__GIVEN TASK__
Count the lines in the data below that contain the word "canopy", with case counting. Reply with the number only.

--- BEGIN ---

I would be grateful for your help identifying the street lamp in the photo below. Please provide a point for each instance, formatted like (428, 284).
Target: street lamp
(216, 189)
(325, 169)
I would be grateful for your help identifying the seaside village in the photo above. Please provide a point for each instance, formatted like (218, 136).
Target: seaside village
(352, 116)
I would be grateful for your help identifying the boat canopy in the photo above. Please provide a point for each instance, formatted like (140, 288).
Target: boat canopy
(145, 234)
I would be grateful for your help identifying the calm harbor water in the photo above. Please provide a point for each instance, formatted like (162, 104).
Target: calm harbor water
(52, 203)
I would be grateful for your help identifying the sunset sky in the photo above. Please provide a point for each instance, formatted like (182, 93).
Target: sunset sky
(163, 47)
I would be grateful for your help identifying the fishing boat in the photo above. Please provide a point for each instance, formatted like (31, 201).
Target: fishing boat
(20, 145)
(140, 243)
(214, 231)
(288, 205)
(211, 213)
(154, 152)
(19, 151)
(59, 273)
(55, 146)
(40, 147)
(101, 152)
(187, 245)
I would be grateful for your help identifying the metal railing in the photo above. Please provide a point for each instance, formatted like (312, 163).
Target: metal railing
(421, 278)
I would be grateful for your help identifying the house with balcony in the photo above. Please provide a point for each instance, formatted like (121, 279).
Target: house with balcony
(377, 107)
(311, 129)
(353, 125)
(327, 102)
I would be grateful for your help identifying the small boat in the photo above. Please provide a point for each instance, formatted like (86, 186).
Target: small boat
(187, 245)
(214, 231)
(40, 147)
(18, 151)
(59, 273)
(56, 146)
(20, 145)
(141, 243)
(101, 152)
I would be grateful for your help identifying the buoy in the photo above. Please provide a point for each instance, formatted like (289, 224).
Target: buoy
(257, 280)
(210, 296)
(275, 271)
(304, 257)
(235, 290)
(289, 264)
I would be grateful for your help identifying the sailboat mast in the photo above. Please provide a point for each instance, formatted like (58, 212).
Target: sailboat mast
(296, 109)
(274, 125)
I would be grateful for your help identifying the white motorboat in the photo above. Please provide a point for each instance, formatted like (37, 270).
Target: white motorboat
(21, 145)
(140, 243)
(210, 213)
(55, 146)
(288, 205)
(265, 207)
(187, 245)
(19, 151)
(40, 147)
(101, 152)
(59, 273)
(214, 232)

--- END ---
--- BEGIN ---

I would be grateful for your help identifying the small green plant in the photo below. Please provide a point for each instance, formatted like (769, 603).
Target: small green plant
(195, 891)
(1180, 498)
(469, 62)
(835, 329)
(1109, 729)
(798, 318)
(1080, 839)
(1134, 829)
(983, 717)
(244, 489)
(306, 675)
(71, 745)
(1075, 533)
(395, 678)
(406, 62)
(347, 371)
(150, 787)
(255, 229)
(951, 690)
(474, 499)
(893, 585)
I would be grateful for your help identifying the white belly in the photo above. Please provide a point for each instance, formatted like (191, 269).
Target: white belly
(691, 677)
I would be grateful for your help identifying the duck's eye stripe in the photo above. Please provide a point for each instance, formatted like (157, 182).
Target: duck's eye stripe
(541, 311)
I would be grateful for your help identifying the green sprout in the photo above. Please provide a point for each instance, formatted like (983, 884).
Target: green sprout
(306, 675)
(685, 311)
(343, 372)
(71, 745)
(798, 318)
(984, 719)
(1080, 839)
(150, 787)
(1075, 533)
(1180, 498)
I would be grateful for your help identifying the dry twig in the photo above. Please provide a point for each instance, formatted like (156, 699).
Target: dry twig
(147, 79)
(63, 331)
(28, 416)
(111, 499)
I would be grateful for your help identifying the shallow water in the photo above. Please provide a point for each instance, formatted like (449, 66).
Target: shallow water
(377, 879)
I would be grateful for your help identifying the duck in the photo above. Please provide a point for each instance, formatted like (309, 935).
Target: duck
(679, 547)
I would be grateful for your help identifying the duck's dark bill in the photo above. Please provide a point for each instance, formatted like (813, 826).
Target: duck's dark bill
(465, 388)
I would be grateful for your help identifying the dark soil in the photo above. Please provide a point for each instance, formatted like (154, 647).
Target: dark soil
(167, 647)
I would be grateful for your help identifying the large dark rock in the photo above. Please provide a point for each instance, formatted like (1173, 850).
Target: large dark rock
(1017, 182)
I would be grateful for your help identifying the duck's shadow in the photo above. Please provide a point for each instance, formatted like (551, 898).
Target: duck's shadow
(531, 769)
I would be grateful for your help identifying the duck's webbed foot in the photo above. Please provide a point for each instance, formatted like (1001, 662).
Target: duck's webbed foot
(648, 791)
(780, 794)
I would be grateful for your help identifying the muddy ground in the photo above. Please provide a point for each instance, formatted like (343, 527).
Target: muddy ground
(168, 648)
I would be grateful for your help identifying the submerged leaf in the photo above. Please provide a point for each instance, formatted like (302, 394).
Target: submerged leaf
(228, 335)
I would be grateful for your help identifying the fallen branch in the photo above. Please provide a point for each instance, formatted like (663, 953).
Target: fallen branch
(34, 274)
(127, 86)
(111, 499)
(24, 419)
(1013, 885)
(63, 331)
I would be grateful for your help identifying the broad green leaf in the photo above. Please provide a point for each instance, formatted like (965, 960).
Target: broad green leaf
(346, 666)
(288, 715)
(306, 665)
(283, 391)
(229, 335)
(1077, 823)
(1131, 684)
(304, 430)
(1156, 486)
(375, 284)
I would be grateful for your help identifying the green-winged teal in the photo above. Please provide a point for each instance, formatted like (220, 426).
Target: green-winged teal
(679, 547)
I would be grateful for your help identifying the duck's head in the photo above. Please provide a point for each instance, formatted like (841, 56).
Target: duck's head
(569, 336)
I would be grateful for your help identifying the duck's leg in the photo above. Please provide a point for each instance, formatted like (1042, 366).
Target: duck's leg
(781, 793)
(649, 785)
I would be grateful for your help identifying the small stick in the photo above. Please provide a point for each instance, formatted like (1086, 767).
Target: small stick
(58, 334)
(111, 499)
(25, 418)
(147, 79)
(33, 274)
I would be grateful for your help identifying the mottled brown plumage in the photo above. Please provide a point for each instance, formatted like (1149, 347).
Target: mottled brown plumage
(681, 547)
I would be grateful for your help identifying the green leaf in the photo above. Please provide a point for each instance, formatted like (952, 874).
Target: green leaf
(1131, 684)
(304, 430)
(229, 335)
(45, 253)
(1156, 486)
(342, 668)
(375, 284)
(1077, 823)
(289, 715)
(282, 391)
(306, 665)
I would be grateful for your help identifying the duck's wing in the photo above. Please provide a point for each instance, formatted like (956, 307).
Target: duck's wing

--- END ---
--- BEGIN ---

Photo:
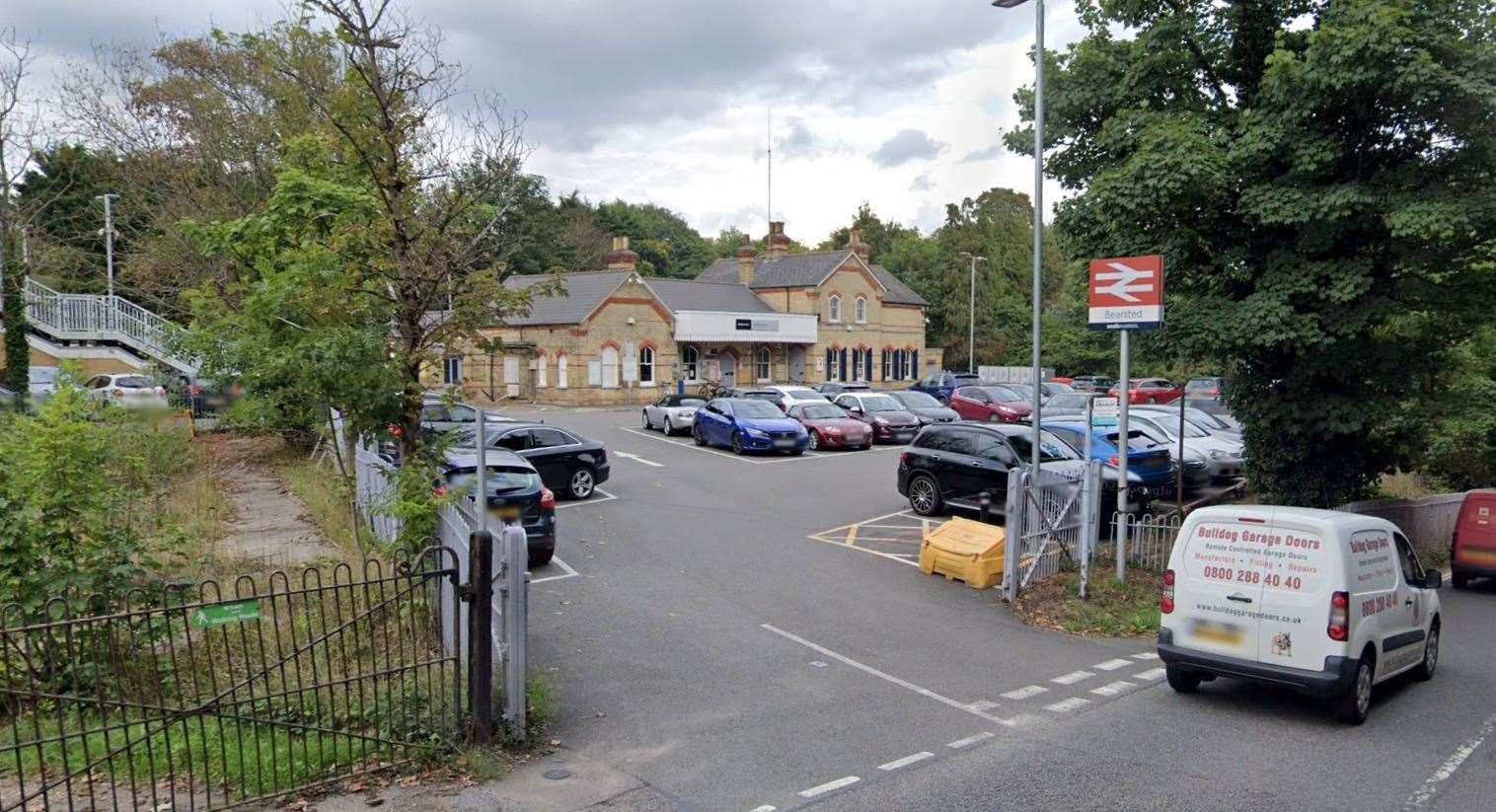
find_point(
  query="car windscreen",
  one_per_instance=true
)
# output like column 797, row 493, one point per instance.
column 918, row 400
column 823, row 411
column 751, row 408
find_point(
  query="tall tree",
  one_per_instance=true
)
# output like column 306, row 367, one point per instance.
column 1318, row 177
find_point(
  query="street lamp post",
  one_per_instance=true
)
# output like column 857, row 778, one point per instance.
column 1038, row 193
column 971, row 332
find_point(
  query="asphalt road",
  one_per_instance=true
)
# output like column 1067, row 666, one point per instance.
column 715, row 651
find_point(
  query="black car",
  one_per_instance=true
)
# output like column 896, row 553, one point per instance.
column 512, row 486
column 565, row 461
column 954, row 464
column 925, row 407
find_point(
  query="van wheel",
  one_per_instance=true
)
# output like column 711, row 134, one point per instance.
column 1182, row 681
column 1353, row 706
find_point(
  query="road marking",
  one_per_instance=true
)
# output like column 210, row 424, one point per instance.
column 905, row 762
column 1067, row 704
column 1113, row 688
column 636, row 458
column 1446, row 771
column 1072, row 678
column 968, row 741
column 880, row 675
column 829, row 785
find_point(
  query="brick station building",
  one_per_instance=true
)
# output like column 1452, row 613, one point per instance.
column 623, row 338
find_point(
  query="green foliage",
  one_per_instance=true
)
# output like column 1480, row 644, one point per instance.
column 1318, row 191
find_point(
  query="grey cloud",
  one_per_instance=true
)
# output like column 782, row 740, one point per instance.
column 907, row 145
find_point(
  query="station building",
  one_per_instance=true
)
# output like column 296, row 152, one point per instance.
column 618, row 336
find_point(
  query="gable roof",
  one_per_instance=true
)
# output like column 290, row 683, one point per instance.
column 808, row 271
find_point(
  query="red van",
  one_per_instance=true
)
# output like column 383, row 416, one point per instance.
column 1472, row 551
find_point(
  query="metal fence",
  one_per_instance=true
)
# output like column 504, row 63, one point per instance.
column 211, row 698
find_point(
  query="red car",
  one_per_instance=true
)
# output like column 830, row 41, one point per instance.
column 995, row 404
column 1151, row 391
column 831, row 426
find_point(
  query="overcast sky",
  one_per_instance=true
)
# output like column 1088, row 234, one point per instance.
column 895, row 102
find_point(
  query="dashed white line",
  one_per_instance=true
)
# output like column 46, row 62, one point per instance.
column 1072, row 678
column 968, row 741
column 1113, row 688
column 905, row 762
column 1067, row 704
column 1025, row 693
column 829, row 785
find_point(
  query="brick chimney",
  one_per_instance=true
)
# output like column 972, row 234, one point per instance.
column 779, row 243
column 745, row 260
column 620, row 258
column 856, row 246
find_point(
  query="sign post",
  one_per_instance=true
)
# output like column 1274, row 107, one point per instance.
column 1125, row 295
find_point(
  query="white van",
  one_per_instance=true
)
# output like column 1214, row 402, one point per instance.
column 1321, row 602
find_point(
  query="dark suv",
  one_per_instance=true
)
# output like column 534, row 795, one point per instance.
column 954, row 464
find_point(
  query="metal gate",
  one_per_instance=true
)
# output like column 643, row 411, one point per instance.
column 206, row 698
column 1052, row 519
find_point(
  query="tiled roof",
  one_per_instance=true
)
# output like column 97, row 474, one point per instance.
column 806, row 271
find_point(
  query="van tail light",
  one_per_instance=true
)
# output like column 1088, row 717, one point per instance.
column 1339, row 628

--- END ---

__SOLUTION BELOW__
2